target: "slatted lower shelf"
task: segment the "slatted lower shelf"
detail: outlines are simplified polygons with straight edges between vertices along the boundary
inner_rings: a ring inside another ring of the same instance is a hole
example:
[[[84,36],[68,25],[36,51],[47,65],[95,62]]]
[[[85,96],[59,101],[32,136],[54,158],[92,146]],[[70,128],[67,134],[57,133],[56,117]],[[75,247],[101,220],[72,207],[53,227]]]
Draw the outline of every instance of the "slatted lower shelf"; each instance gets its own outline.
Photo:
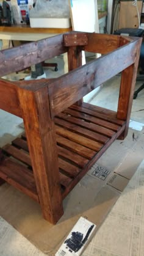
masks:
[[[60,183],[64,198],[121,134],[117,113],[83,103],[55,117]],[[2,148],[0,177],[38,202],[26,135]]]

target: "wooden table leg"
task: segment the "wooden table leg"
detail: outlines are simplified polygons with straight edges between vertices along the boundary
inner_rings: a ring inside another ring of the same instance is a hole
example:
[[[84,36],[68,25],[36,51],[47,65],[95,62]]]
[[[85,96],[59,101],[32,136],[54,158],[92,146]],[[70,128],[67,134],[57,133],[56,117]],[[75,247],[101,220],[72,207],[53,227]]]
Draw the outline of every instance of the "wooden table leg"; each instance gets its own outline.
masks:
[[[51,119],[47,88],[36,92],[20,89],[19,97],[43,215],[56,224],[63,211],[54,123]]]
[[[0,149],[0,163],[2,161],[2,158],[3,158],[3,155],[2,155],[1,149]],[[0,178],[0,186],[2,185],[2,184],[4,184],[4,183],[5,183],[5,180]]]
[[[137,43],[135,63],[123,71],[118,104],[117,118],[126,121],[126,129],[118,139],[124,139],[128,134],[134,97],[137,70],[139,65],[140,42]]]

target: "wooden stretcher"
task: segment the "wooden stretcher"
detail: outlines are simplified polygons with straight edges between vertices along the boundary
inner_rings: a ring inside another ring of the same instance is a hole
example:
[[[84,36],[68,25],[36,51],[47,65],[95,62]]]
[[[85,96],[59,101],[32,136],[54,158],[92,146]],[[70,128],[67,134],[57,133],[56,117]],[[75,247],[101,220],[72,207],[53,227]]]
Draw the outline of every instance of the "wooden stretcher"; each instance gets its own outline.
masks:
[[[0,183],[38,202],[49,222],[59,221],[63,199],[116,139],[126,136],[141,42],[73,32],[0,52],[1,76],[68,53],[69,72],[58,78],[0,80],[0,108],[23,118],[25,128],[1,148]],[[82,50],[103,55],[81,66]],[[117,112],[83,102],[120,72]]]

────────────────────────────────────────

*What is required*
Pictures in the data above should not be copied; transcribe everything else exactly.

*Reply to the task*
target: "slatted lower shelf"
task: segment the "slatted lower shelf"
detail: outlines are simplified polygons with straight edges between vertices along the boundary
inner_rings: a ring inside another ring of the same instance is a hole
example:
[[[84,36],[68,25],[36,51],[47,65],[95,62]]]
[[[85,96],[59,101],[32,136],[54,158],[92,146]],[[70,128],[67,134],[57,133],[56,117]],[[75,247],[101,220],[72,207],[53,227]]]
Draw the outline of every instance of the "slatted lower shelf"; each instance gets its own outline.
Photo:
masks:
[[[60,183],[64,198],[121,134],[117,113],[83,103],[55,117]],[[2,148],[0,177],[38,202],[26,135]]]

target: "wooden table leg"
task: segment the "wooden table leg"
detail: outlines are simplified polygons with straight edges between vertices along the boundary
inner_rings: a ring inside another ring of the same instance is a hole
example:
[[[84,36],[68,25],[36,51],[47,65],[95,62]]]
[[[85,96],[59,101],[32,136],[54,158],[92,146]],[[70,128],[67,134],[57,133],[56,117]],[[75,247],[101,220],[72,207],[53,227]]]
Draw the outline of every instance of the "wooden table leg"; each instance gets its own outline.
masks:
[[[51,119],[47,88],[36,92],[20,89],[19,97],[43,215],[56,224],[63,211],[54,123]]]
[[[0,149],[0,163],[2,161],[2,158],[3,158],[3,155],[2,155],[1,149]],[[0,178],[0,186],[2,185],[2,184],[4,184],[4,183],[5,183],[5,180]]]
[[[137,43],[135,63],[123,71],[118,104],[117,118],[126,121],[126,129],[118,139],[124,139],[128,134],[134,97],[137,70],[139,65],[140,42]]]

target: "wooden stretcher"
task: segment the "wooden stretcher"
detail: outlines are simplified polygons with straight edges between vertices along the boundary
inner_rings: a ring inside another ring of the same instance is a hole
example:
[[[84,36],[68,25],[36,51],[47,65],[95,62]]]
[[[85,96],[59,101],[32,136],[54,158],[92,146]],[[70,128],[67,134],[57,133],[56,117]],[[75,247],[101,220],[72,207],[53,227]]]
Draw the outline of every instance of the "wooden stretcher"; each instance gets its own outline.
masks:
[[[0,183],[38,202],[49,222],[59,221],[63,199],[116,139],[126,136],[141,42],[73,32],[0,52],[1,76],[68,53],[69,72],[58,78],[0,80],[0,108],[23,118],[25,128],[1,148]],[[82,50],[103,55],[81,66]],[[117,112],[83,102],[120,72]]]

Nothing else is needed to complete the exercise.